Objective: Beginning with the line in which "Return one point per instance of the blurred" appears, transcribe each line word for word until the records end. Do not include pictures.

Dataset records:
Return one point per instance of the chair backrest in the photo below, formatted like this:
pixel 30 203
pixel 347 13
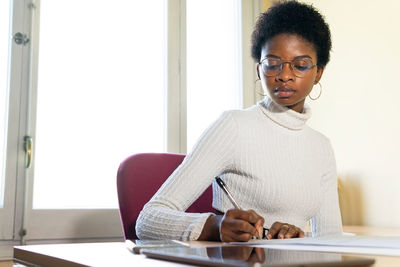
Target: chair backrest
pixel 138 179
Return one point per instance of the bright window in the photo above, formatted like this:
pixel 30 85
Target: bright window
pixel 4 52
pixel 101 91
pixel 213 62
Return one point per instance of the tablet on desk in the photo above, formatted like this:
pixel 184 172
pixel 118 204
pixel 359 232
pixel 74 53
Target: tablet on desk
pixel 254 256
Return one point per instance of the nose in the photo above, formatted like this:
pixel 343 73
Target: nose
pixel 286 73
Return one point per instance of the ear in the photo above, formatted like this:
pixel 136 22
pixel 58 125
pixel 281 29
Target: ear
pixel 320 70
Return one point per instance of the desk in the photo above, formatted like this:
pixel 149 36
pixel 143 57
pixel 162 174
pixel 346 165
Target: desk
pixel 116 253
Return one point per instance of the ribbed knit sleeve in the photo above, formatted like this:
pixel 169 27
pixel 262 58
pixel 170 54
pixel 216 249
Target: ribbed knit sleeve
pixel 164 216
pixel 328 219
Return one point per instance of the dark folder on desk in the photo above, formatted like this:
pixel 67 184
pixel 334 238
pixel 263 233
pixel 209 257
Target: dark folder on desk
pixel 254 256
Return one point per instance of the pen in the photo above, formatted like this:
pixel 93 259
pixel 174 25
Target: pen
pixel 224 188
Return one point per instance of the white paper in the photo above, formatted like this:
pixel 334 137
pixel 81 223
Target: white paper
pixel 342 244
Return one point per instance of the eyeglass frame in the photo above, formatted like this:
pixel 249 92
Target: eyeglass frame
pixel 290 62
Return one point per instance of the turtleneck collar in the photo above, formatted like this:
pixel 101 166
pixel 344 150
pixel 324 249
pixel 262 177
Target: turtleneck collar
pixel 284 116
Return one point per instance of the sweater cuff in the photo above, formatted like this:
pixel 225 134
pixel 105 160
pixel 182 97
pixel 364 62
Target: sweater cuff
pixel 197 226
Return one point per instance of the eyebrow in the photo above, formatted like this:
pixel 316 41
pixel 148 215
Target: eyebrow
pixel 274 56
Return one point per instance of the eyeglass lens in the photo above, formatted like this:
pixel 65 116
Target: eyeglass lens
pixel 273 66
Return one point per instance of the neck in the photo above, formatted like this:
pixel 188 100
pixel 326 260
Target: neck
pixel 298 107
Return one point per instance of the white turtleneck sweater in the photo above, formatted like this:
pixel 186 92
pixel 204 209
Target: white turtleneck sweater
pixel 271 161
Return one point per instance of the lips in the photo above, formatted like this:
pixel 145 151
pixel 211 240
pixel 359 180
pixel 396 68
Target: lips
pixel 284 91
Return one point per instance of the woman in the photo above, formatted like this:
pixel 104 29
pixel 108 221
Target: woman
pixel 278 168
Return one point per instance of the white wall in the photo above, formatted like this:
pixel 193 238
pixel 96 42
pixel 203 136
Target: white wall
pixel 359 107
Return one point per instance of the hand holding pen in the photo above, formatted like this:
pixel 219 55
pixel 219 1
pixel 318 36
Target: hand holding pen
pixel 239 223
pixel 277 230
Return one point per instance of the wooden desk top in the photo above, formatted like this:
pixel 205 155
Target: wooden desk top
pixel 116 253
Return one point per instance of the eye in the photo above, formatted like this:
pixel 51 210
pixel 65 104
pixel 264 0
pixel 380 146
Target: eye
pixel 271 64
pixel 302 64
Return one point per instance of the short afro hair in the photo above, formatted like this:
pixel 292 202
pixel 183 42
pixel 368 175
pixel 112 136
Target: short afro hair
pixel 294 18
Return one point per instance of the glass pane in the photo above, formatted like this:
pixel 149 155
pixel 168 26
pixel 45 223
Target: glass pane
pixel 4 49
pixel 213 62
pixel 100 97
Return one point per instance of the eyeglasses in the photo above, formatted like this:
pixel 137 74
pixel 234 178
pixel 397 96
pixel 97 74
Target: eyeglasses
pixel 300 67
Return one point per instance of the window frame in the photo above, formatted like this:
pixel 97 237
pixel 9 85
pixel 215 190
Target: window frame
pixel 22 109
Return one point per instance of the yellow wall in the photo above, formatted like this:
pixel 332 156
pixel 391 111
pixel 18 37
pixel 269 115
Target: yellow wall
pixel 359 109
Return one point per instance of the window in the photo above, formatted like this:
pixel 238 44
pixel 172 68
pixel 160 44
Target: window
pixel 101 91
pixel 101 81
pixel 213 62
pixel 4 52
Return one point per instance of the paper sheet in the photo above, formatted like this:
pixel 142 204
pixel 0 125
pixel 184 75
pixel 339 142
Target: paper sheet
pixel 343 244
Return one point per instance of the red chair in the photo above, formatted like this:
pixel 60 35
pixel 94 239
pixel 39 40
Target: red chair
pixel 138 179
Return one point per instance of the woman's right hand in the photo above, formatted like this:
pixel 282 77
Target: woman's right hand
pixel 240 225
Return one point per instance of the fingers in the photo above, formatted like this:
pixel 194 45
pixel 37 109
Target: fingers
pixel 284 230
pixel 240 225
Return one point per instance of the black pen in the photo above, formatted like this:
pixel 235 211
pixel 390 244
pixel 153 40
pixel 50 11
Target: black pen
pixel 224 188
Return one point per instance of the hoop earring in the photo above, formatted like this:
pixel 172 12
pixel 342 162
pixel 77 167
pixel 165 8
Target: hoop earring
pixel 255 88
pixel 320 92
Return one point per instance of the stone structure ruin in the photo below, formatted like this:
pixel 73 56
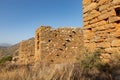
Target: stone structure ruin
pixel 58 45
pixel 101 30
pixel 102 25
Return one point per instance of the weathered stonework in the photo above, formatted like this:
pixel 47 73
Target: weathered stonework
pixel 26 51
pixel 60 45
pixel 101 25
pixel 101 30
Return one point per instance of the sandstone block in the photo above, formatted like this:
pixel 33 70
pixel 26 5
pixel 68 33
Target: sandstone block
pixel 116 2
pixel 115 43
pixel 101 2
pixel 103 45
pixel 104 7
pixel 90 7
pixel 107 15
pixel 112 50
pixel 86 2
pixel 114 19
pixel 116 33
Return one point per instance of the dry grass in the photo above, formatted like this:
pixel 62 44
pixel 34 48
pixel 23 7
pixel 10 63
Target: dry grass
pixel 88 68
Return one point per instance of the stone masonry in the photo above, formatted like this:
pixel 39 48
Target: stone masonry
pixel 60 45
pixel 26 51
pixel 102 25
pixel 101 30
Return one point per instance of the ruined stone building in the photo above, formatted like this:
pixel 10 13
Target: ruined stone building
pixel 101 30
pixel 58 45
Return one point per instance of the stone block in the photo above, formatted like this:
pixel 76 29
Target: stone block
pixel 115 43
pixel 90 7
pixel 86 2
pixel 114 19
pixel 92 14
pixel 107 15
pixel 112 50
pixel 103 45
pixel 115 2
pixel 101 2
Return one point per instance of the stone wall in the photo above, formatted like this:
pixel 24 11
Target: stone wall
pixel 26 51
pixel 60 45
pixel 102 25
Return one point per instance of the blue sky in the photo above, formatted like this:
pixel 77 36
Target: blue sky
pixel 20 18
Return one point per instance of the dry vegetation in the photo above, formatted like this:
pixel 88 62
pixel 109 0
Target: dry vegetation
pixel 89 67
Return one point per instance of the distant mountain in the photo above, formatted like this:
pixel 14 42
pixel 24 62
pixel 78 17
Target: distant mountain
pixel 5 45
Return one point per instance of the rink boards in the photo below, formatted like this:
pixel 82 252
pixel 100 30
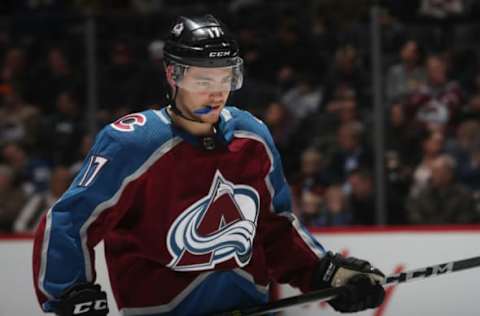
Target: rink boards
pixel 391 249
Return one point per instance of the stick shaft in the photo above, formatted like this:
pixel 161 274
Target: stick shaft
pixel 328 294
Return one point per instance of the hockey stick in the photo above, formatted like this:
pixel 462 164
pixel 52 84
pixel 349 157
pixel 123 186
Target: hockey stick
pixel 330 293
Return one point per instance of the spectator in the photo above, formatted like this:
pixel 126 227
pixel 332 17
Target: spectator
pixel 14 69
pixel 152 93
pixel 443 200
pixel 351 153
pixel 313 174
pixel 62 130
pixel 119 82
pixel 29 216
pixel 432 148
pixel 303 98
pixel 361 197
pixel 279 121
pixel 346 73
pixel 437 102
pixel 18 120
pixel 30 173
pixel 310 208
pixel 11 199
pixel 405 77
pixel 52 79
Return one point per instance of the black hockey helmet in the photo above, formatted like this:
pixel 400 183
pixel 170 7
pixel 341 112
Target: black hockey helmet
pixel 201 41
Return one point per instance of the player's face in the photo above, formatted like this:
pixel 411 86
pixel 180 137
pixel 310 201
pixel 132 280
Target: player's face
pixel 203 88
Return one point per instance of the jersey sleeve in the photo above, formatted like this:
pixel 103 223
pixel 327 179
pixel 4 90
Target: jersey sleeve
pixel 100 194
pixel 290 250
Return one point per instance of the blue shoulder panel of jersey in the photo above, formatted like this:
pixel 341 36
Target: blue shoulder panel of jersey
pixel 122 152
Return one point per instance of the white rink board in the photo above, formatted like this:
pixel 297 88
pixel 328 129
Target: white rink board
pixel 448 295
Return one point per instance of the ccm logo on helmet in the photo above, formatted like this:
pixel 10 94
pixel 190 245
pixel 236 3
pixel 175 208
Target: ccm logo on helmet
pixel 219 54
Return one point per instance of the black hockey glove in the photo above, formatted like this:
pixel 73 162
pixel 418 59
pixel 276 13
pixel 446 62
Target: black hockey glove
pixel 83 299
pixel 359 278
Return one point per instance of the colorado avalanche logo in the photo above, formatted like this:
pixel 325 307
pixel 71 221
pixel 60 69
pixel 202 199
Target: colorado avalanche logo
pixel 219 227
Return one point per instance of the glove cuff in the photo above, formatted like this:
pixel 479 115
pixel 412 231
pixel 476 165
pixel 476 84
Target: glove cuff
pixel 324 272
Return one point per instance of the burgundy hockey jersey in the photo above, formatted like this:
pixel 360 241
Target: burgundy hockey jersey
pixel 187 231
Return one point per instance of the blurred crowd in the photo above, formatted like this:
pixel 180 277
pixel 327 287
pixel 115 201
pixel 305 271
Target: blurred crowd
pixel 308 77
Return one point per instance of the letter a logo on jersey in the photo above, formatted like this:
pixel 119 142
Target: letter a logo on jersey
pixel 219 227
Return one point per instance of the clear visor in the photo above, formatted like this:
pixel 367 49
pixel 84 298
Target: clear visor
pixel 206 80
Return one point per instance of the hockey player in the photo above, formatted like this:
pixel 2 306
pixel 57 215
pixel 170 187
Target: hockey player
pixel 191 203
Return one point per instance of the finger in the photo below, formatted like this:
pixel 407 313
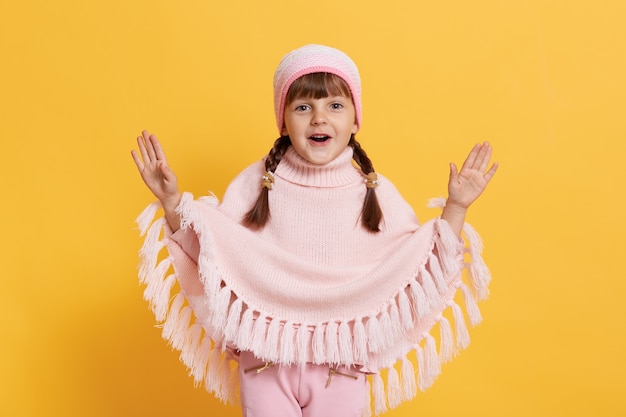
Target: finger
pixel 137 160
pixel 454 171
pixel 158 149
pixel 149 146
pixel 471 158
pixel 484 156
pixel 492 171
pixel 142 148
pixel 168 174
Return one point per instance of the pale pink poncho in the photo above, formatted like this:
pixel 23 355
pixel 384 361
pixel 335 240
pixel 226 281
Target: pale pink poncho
pixel 313 285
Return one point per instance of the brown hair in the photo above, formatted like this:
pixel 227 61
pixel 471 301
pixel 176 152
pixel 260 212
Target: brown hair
pixel 316 85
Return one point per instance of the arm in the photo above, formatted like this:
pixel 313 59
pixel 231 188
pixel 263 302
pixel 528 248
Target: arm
pixel 466 186
pixel 158 176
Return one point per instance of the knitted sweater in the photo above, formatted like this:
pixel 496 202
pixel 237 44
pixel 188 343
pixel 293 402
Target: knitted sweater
pixel 313 285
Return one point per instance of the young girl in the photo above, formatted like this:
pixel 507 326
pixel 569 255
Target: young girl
pixel 312 275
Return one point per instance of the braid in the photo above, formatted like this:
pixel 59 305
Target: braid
pixel 259 214
pixel 371 213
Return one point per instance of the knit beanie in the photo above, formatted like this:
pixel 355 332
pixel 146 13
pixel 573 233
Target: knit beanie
pixel 309 59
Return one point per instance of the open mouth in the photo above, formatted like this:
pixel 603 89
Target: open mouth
pixel 319 138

Answer for the task:
Return one point per instance of the blurred crowd in the photo above, formatted like this:
pixel 180 277
pixel 327 287
pixel 115 201
pixel 305 271
Target: blurred crowd
pixel 308 77
Return one point per instance of the letter a logo on jersey in the photo above, formatted like this:
pixel 119 142
Target: letter a logo on jersey
pixel 219 227
Return one point per instance of the clear visor in the photo above, formatted like this:
pixel 367 49
pixel 84 298
Target: clear visor
pixel 206 80
Return one point per instance of the hockey player in the photo above, formatted like this:
pixel 2 306
pixel 57 215
pixel 170 187
Target: hockey player
pixel 191 203
Return one point per instance of the finger in the photo below, formatted like this:
pixel 407 313
Target: finger
pixel 137 160
pixel 454 171
pixel 158 149
pixel 149 146
pixel 471 158
pixel 484 156
pixel 492 171
pixel 142 148
pixel 168 174
Return one point per instance of the pale pink poncho in the photo above, formatted like this:
pixel 23 355
pixel 384 361
pixel 335 240
pixel 226 281
Target: pale pink poncho
pixel 313 285
Return one point per instance of the brown hair in the photo above, formatted like this:
pixel 227 61
pixel 471 301
pixel 176 152
pixel 260 212
Target: brown hair
pixel 316 85
Return one point per instance of the arm in the photo above, formatted like this:
pixel 313 59
pixel 231 188
pixel 263 302
pixel 528 248
Target: arm
pixel 466 186
pixel 158 176
Return one point per instance of the knitted sweater in the photo above, formatted like this:
pixel 496 202
pixel 237 44
pixel 188 343
pixel 293 402
Target: knitted sweater
pixel 313 285
Return one point per instance of the young girl in the photo above, formatted like this:
pixel 507 326
pixel 569 255
Target: young girl
pixel 312 275
Return one point per instance of the braid in the photo above, formatted like this:
pixel 59 305
Target: braid
pixel 259 214
pixel 371 213
Return one point per instance of the knit beanie in the photo above, formatted like this:
pixel 355 332
pixel 146 13
pixel 573 233
Target: knit beanie
pixel 309 59
Return one point per instance of the open mouth in the photo above, formatted like this:
pixel 603 89
Target: open mouth
pixel 319 138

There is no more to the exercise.